*EXERCISE OBJECTIVE*: Reproduce the tail of the data exactly. It starts at the line containing "of the leafy" and runs to the last line.
START MATERIALS PROVIDED
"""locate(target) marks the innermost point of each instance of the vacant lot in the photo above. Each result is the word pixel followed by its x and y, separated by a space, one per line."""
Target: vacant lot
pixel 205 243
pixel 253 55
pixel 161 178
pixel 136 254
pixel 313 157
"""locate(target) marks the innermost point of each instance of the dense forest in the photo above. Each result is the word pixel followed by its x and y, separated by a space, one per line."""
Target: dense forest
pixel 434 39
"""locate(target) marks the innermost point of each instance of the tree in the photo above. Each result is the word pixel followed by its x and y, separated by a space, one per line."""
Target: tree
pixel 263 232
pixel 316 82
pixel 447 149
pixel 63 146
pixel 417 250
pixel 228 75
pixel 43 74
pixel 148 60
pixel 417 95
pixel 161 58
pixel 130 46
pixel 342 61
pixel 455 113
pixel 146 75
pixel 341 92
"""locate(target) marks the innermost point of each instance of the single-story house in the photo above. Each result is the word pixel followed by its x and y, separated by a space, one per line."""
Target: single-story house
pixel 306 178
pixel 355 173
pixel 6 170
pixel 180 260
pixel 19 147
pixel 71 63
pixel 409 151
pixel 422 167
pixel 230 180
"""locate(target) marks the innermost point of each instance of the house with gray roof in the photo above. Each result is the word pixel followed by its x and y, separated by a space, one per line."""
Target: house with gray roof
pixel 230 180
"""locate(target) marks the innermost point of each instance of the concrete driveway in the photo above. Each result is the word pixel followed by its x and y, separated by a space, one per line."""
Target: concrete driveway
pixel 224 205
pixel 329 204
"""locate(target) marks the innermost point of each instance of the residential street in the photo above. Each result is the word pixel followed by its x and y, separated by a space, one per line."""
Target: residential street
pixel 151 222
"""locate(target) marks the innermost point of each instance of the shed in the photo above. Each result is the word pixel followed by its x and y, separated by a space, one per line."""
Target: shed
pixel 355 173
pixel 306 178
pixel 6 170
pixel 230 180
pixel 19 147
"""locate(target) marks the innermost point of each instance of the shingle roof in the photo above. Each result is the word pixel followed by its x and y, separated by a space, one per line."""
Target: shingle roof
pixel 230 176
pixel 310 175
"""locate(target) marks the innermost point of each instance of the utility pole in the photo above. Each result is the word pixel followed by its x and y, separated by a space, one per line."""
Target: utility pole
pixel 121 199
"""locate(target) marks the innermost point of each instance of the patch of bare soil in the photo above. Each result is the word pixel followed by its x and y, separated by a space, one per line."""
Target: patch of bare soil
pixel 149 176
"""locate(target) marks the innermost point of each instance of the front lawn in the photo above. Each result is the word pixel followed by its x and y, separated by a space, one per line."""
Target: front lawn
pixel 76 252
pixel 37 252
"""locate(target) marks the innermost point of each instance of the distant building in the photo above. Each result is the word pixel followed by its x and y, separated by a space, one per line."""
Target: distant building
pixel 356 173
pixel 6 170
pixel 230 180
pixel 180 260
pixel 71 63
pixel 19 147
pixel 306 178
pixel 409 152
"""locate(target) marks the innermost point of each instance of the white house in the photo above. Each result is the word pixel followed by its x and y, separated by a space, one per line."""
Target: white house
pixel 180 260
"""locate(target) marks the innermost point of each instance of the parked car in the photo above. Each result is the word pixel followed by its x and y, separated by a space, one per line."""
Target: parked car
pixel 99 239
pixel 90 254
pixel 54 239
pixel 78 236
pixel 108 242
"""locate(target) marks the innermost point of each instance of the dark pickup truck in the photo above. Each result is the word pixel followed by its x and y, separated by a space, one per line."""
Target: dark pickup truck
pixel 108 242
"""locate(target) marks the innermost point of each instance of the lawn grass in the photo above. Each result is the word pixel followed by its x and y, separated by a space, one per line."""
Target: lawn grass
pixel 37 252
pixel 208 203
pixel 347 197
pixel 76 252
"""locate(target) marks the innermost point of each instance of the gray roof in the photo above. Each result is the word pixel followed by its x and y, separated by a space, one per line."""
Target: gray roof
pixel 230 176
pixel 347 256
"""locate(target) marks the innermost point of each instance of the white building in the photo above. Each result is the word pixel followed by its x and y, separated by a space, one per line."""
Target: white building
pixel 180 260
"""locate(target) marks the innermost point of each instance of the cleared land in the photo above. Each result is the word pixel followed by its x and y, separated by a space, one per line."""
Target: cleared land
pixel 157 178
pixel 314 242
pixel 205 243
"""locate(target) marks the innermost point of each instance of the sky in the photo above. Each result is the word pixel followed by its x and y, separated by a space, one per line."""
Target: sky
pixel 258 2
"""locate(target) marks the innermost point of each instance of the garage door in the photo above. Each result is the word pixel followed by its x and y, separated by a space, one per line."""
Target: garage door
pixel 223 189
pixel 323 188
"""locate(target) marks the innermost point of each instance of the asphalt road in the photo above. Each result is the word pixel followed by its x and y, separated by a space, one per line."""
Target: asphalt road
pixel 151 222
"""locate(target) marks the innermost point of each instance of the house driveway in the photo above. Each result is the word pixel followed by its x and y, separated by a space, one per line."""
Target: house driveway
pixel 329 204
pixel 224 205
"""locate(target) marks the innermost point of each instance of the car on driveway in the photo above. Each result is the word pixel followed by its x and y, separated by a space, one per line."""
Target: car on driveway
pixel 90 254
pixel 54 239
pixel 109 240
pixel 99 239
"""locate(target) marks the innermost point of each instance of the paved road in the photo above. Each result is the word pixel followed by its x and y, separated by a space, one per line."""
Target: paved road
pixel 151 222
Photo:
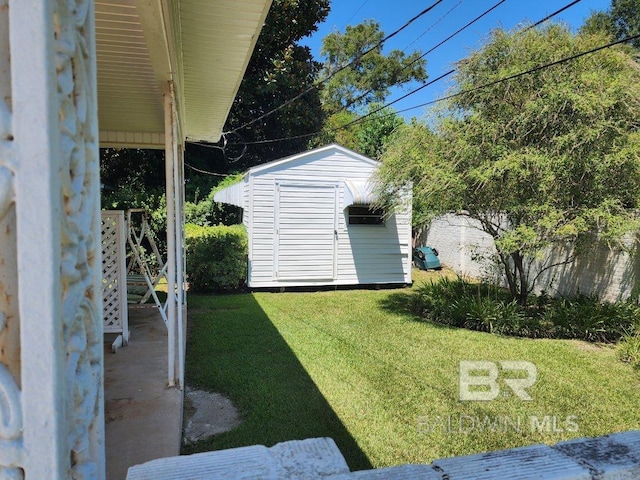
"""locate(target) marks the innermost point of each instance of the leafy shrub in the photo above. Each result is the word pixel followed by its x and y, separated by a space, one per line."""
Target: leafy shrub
END MATERIALS PROVIDED
*WRITTEN ANSWER*:
"""locate(target) marks the innermost point of each instance of the leafy shrub in the photo above. Each result is the word pixel followed by its x and y, separated by a space, one per line."""
Target: leafy shrub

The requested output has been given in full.